### RECORDS PROVIDED:
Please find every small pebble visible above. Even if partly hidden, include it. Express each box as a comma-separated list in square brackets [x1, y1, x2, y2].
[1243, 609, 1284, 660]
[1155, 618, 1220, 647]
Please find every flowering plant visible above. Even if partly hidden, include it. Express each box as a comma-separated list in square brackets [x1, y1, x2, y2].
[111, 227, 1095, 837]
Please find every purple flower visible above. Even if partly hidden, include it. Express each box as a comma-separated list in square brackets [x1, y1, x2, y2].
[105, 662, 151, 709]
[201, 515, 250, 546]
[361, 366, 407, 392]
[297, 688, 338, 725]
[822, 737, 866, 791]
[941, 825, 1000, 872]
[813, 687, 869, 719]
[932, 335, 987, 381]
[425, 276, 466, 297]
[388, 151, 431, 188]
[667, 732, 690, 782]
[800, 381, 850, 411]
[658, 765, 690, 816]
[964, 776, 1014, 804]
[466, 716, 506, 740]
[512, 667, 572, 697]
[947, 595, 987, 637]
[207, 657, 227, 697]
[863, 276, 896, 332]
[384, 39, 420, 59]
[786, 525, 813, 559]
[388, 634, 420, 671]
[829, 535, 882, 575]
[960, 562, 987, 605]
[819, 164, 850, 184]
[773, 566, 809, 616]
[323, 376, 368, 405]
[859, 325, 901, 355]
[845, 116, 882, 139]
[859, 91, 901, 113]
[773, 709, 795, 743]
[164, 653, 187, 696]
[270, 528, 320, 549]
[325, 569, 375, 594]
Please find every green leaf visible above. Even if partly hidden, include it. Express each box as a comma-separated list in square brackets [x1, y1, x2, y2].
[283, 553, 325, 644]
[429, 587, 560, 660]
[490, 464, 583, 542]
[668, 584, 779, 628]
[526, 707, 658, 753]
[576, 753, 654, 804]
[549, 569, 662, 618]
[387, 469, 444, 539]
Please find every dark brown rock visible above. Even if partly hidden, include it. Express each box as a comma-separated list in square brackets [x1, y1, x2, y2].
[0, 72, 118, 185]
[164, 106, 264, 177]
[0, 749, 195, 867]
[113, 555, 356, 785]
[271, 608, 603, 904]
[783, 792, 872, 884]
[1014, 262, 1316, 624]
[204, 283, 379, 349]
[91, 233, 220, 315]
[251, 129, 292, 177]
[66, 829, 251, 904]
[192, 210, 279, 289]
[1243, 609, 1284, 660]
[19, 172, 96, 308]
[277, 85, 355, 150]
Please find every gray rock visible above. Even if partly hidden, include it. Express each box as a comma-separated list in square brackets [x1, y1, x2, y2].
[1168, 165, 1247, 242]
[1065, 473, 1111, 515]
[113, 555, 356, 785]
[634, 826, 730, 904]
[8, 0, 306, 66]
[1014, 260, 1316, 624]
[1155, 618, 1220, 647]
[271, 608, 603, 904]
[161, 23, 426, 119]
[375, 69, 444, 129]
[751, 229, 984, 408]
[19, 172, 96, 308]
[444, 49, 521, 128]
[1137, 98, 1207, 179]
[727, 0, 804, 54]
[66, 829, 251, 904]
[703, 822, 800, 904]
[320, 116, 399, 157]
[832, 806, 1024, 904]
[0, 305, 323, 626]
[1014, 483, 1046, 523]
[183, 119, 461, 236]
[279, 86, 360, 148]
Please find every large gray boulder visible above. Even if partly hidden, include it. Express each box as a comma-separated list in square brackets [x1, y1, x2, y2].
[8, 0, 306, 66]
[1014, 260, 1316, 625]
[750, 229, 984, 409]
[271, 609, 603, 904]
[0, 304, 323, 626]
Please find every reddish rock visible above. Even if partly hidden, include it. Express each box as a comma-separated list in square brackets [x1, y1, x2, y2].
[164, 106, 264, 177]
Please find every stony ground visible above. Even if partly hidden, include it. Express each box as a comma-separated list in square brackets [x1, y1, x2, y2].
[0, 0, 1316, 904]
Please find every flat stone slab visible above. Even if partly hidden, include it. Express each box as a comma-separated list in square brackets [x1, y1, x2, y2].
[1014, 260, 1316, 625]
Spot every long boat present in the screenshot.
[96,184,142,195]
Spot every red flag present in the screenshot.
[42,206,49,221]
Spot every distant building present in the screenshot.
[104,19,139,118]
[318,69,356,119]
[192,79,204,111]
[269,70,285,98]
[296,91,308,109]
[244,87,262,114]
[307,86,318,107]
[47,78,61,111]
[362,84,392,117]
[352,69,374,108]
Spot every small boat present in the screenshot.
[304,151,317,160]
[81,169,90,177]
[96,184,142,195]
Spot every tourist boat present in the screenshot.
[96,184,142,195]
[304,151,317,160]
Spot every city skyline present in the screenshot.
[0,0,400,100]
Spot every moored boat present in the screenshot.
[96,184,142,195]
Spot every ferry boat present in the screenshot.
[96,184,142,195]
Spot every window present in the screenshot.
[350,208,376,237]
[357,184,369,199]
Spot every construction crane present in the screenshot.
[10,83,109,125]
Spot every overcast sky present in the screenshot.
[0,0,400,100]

### EXERCISE INSTRUCTIONS:
Locate every row above that contains the word "present" and copy each such row in full.

### ANSWER TO THIS EXERCISE:
Spot every long boat present in the screenshot.
Spot every red flag present in the screenshot.
Spot every distant building present in the screenshot.
Spot every small boat present in the screenshot.
Spot every tourist boat present in the screenshot.
Spot every city skyline present in the screenshot.
Spot every moored boat present in the screenshot.
Spot every ferry boat present in the screenshot.
Spot every window present in the screenshot.
Spot every construction crane present in the screenshot.
Spot every overcast sky present in the screenshot.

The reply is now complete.